**Task brief**: Write each line out exactly, leaving none out.

[BEGIN]

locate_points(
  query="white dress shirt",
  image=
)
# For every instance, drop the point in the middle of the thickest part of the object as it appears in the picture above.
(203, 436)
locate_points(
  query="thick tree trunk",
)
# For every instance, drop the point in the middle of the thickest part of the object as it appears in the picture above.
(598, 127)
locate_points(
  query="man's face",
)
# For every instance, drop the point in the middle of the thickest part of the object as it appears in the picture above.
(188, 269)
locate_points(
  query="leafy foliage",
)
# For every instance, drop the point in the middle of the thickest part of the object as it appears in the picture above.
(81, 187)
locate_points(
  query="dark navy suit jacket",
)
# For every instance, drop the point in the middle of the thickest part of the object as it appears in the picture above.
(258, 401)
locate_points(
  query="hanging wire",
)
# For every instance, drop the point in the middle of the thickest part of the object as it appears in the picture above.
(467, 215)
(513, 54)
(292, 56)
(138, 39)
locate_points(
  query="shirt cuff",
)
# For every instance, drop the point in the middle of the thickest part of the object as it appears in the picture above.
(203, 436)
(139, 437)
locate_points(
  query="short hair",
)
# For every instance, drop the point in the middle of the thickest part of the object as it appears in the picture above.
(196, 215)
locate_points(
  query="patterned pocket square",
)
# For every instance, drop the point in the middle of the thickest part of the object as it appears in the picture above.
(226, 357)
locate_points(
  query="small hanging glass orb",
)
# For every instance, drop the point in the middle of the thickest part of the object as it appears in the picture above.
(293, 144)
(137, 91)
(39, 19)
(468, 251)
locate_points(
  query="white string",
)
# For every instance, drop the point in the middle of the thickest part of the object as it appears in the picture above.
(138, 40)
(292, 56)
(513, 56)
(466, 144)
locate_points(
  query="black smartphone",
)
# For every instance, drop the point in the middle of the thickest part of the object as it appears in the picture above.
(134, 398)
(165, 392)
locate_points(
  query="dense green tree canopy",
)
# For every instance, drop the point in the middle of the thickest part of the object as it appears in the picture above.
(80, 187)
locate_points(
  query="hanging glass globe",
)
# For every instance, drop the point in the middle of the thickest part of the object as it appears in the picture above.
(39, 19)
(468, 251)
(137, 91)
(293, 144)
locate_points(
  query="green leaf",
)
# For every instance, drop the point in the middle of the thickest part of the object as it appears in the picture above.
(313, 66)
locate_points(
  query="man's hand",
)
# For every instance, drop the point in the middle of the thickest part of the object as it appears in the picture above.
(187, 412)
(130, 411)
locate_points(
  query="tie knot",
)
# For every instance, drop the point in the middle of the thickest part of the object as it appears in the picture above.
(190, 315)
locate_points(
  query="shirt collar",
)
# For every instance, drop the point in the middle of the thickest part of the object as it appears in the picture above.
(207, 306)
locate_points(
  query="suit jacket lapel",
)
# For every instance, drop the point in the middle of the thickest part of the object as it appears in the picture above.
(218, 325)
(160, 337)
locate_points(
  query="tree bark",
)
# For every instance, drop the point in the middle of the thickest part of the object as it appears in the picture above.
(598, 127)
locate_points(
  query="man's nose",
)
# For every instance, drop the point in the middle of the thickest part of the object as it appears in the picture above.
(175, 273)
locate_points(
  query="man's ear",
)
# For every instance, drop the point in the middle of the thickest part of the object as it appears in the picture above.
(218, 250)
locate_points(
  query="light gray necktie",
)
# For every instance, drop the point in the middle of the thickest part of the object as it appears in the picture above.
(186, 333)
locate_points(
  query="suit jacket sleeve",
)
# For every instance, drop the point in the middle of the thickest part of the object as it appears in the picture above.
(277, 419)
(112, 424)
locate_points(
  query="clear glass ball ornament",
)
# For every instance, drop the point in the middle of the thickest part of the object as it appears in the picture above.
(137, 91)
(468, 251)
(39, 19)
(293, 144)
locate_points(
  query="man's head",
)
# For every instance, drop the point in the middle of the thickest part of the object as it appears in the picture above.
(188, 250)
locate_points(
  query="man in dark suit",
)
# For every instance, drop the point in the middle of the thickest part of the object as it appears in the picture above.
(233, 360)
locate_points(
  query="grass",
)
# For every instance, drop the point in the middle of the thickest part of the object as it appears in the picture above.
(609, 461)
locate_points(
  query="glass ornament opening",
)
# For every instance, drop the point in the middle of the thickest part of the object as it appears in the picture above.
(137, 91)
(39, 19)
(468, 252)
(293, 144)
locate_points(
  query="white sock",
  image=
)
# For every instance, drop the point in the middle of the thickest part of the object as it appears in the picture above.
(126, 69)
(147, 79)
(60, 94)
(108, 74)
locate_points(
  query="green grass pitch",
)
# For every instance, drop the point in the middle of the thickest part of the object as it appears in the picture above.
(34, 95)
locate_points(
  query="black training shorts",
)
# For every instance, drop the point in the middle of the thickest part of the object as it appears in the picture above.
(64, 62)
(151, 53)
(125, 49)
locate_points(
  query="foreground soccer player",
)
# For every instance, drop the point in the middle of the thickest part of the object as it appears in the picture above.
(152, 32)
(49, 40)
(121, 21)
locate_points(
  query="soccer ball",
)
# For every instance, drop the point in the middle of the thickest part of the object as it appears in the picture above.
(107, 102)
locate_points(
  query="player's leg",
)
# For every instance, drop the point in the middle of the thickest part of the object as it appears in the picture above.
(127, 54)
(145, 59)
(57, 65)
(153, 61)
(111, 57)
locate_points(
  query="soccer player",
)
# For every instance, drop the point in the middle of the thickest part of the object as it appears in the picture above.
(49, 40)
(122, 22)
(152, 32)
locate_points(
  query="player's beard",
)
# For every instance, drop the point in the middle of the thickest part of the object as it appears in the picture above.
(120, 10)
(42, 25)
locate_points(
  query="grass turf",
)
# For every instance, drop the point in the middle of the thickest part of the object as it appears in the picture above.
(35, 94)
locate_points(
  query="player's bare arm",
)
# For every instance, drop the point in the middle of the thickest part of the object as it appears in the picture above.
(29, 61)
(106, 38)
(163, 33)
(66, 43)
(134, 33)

[END]

**Response**:
locate_points(
  query="white dress shirt",
  image=
)
# For every instance, drop the point in the middle of the thickest part of the object as it appears in the picture above.
(203, 436)
locate_points(
  query="thick tree trunk",
)
# For every instance, drop the point in the middle of the thickest part of the object as it appears in the picture above.
(598, 127)
locate_points(
  query="man's face",
)
# For every instance, drop the point in the middle of the thickest part of the object as it appears in the picture above.
(188, 269)
locate_points(
  query="leafy foliage",
)
# For every instance, drop the point in the middle of the thickest part of the object as it appears in the picture above.
(81, 187)
locate_points(
  query="dark navy suit jacket",
)
# For every instance, drop the point in the middle of the thickest part of the object as it appears in the picture above.
(258, 401)
locate_points(
  query="hanging wire",
)
# For every instance, drop the point in the middle of the thickest part of the object as it appears in the picture above.
(467, 215)
(513, 54)
(292, 56)
(138, 39)
locate_points(
  query="shirt cuff",
)
# For every instance, drop the point in the middle of the thickest part of the object as it appears in the picture above.
(203, 436)
(139, 437)
locate_points(
  query="short hair",
)
# For every instance, drop the point in the middle of the thickest part of the object as it appears in the picture above.
(196, 215)
locate_points(
  query="patterned pocket square",
)
# For every instance, drop the point in the middle of the thickest part of the object as it appears in the picture above.
(226, 357)
locate_points(
  query="small hanging glass orb",
)
# For every instance, drop the point in the middle of the thickest part of the object as it appears in the picture above.
(293, 144)
(137, 91)
(39, 19)
(468, 251)
locate_points(
  query="white string",
)
# For every instance, drop the point in the middle of the thickest part of the object as it appears in the picture above.
(138, 40)
(292, 56)
(513, 56)
(466, 144)
locate_points(
  query="black smartphone",
)
# For every instance, drop the point in the middle of the thickest part of the object as it appears in the picture above.
(134, 398)
(165, 392)
locate_points(
  query="dense green tree canopy",
)
# For every instance, drop the point in the middle of the thickest part of the object as it appears in the picture above.
(80, 187)
locate_points(
  query="hanging glass globe",
)
# For every instance, drop the point in the middle of the thickest part of the object as it appears in the picture above.
(39, 19)
(468, 251)
(137, 91)
(293, 144)
locate_points(
  query="green leaf",
)
# For every instance, drop the point in the middle of the thickest part of the object as it appears in the picture above.
(313, 66)
locate_points(
  query="man's hand",
)
# For every instance, drop the point in the middle of the thickest part of the object as it appears in the picture above.
(187, 412)
(130, 411)
locate_points(
  query="tie knot",
)
# For every instance, drop the point in the middle of the thickest part of the object as it appears in the picture above.
(190, 315)
locate_points(
  query="shirt collar",
)
# For every instance, drop the point in the middle of the thickest part of the object as it appears in the picture above.
(207, 306)
locate_points(
  query="suit jacket lapel",
)
# For every instance, drop the point in the middle of the thickest part of the object as it appears in the picture above.
(218, 325)
(160, 337)
locate_points(
  query="tree bark",
)
# For every instance, drop the point in the middle of the thickest part of the object as it appears in the picture above.
(598, 127)
locate_points(
  query="man's nose",
)
# For every instance, drop the point in the middle of the thickest part of the object as it appears in the picture above.
(175, 273)
locate_points(
  query="man's ear",
)
# For every instance, drop the point in the middle of the thickest part of the object as it appears in the picture above.
(218, 250)
locate_points(
  query="light gray necktie",
)
# For every instance, drop the point in the middle of the thickest part of the object as it appears in the picture above.
(186, 333)
locate_points(
  query="suit jacket sleeve",
)
# For every instance, drop the point in the middle of the thickest part of the object as it appears in the picture above.
(277, 419)
(112, 424)
locate_points(
  query="clear glass ball ornament",
)
# For every instance, drop the point in the middle of the thickest part of the object as it appears in the picture above.
(137, 91)
(468, 251)
(39, 19)
(293, 144)
locate_points(
  query="man's head",
)
# For every instance, drop the point in the middle of the thickest part of the object as it appears in the picture above.
(188, 250)
locate_points(
  query="man in dark suit",
)
# For every instance, drop the point in the middle of the thickest part of the object as it appears in the picture above.
(233, 360)
locate_points(
  query="grass",
)
# For every instance, drop the point in the middle of the thickest part of the object as it appears in the picture above.
(609, 461)
locate_points(
  query="glass ornament opening",
)
# For every instance, drop the point in the middle of the thickest part of the object as it appears in the picture above.
(137, 91)
(39, 19)
(468, 252)
(293, 144)
locate_points(
  query="white sock",
  image=
)
# For every instance, drop the point in the middle of the thickest part of the object as it appears in the picture above.
(126, 69)
(147, 79)
(60, 94)
(108, 74)
locate_points(
  query="green grass pitch",
)
# For every instance, drop the point in the middle of the thickest part of the object as it appears in the picture above.
(34, 95)
locate_points(
  query="black training shorts",
)
# For every instance, drop the point in the middle of the thickest part of the object as it appears in the picture above.
(64, 62)
(151, 53)
(125, 49)
locate_points(
  query="foreground soccer player",
)
# For every instance, drop the point in the middle of the thickest part of the object as it appears in the picture above.
(152, 32)
(49, 40)
(121, 21)
locate_points(
  query="soccer ball",
)
# For every instance, drop the point in the middle of the thickest part of the object as it appears in the picture above.
(107, 102)
locate_points(
  query="player's leg",
)
# For every instance, drop the point in the middle of the thickest part of the object as it appears in the picture above.
(127, 54)
(145, 59)
(57, 65)
(153, 61)
(111, 57)
locate_points(
  query="soccer player",
)
# For every instance, drop the point in the middle of the thickest part of the object as it appears in the picture above.
(49, 40)
(122, 22)
(152, 32)
locate_points(
  query="player's beard",
)
# For every instance, drop the point in the middle of the thickest part of the object as it appears in the picture above.
(120, 10)
(42, 25)
locate_points(
  query="grass turf",
)
# For every instance, drop the point in the middle of the thickest part of the object as it appears in the picture above.
(35, 94)
locate_points(
  query="player's bare arm",
)
# For every instance, drop the point in the middle of the thickest part of the object as it appears in the picture above.
(29, 61)
(106, 38)
(163, 33)
(66, 43)
(134, 33)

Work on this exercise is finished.